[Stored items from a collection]
────────────────

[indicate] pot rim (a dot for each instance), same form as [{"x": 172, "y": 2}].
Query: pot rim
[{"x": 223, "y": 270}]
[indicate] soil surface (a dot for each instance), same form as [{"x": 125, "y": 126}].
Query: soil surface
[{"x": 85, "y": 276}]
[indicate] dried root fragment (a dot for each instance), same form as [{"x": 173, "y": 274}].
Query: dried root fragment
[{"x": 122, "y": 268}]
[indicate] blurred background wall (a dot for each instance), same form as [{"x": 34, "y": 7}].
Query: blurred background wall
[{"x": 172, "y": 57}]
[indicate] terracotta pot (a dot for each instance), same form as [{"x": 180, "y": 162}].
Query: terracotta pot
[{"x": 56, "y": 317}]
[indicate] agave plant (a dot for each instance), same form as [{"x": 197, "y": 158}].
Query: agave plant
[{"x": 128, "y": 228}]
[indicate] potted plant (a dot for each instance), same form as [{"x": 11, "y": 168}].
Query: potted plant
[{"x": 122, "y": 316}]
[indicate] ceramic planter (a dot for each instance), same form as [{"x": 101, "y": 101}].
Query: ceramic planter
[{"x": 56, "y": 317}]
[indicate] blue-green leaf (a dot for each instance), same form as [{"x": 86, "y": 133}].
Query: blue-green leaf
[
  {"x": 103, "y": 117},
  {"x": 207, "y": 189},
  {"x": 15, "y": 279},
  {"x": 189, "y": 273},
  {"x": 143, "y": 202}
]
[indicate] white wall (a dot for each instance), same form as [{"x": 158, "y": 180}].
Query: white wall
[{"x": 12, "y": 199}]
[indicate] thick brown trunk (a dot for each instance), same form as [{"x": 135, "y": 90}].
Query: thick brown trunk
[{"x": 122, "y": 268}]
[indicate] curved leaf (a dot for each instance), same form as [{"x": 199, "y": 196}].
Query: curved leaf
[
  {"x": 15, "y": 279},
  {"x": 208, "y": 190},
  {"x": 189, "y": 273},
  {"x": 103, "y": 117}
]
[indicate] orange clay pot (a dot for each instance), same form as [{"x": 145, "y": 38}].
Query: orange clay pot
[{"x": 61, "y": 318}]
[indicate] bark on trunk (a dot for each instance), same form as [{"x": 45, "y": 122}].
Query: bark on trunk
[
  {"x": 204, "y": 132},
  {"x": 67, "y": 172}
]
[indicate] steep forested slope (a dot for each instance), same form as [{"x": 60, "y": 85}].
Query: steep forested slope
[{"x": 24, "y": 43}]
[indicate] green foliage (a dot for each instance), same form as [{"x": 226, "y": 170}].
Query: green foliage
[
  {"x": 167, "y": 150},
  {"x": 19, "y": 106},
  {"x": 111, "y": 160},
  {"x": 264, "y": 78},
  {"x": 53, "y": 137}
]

────────────────

WHAT THE TASK ASKS -> Each line of the data must be returned exactly.

WORKED SOLUTION ->
[indicate] pot rim (a dot for each instance), same form as [{"x": 172, "y": 2}].
Query: pot rim
[{"x": 223, "y": 270}]
[indicate] soil surface (a dot for each instance), same form as [{"x": 125, "y": 126}].
Query: soil surface
[{"x": 85, "y": 276}]
[indicate] dried root fragment (a dot for each instance), same form as [{"x": 173, "y": 274}].
Query: dried root fragment
[{"x": 122, "y": 268}]
[indicate] blurred background wall (a dot for each instance), same form as [{"x": 34, "y": 7}].
Query: blurred background wall
[{"x": 172, "y": 57}]
[indicate] terracotta pot (a dot for each instance), same form as [{"x": 180, "y": 162}].
Query: terracotta pot
[{"x": 56, "y": 317}]
[indicate] agave plant (a dot for each instance), same form as [{"x": 197, "y": 158}].
Query: agave plant
[{"x": 128, "y": 228}]
[indicate] potted plant (a dot for each instance), same form as [{"x": 11, "y": 168}].
Query: potted plant
[{"x": 122, "y": 316}]
[indicate] ceramic planter (a dot for each instance), same form as [{"x": 101, "y": 101}].
Query: ceramic planter
[{"x": 56, "y": 317}]
[indicate] blue-green leaf (a dot for each instance), same form as [{"x": 86, "y": 133}].
Query: blue-green leaf
[
  {"x": 103, "y": 117},
  {"x": 207, "y": 189},
  {"x": 15, "y": 279},
  {"x": 189, "y": 273},
  {"x": 143, "y": 202}
]
[indicate] white wall (a dot for each instance), same form as [{"x": 158, "y": 180}].
Query: white wall
[{"x": 12, "y": 199}]
[indicate] thick brown trunk (a dot for each instance), same form as [{"x": 135, "y": 90}].
Query: thick brown trunk
[{"x": 122, "y": 268}]
[indicate] curved leaf (a dot for each instance), same form as [{"x": 199, "y": 196}].
Query: curved leaf
[
  {"x": 15, "y": 279},
  {"x": 208, "y": 190},
  {"x": 189, "y": 273},
  {"x": 103, "y": 117}
]
[indicate] orange clay pot (a dot for each instance), same form as [{"x": 145, "y": 38}].
Query: orange clay pot
[{"x": 61, "y": 318}]
[indicate] bark on trunk (a dot for each instance), same form as [{"x": 45, "y": 122}].
Query: bark on trunk
[
  {"x": 204, "y": 132},
  {"x": 67, "y": 172}
]
[indicate] steep forested slope (a dot for each instance), same form as [{"x": 60, "y": 85}].
Query: steep forested slope
[{"x": 24, "y": 43}]
[indicate] green foliage (a dot for each instance), same form as [{"x": 226, "y": 170}].
Query: green foliage
[
  {"x": 167, "y": 150},
  {"x": 19, "y": 106},
  {"x": 111, "y": 160},
  {"x": 264, "y": 78},
  {"x": 53, "y": 137}
]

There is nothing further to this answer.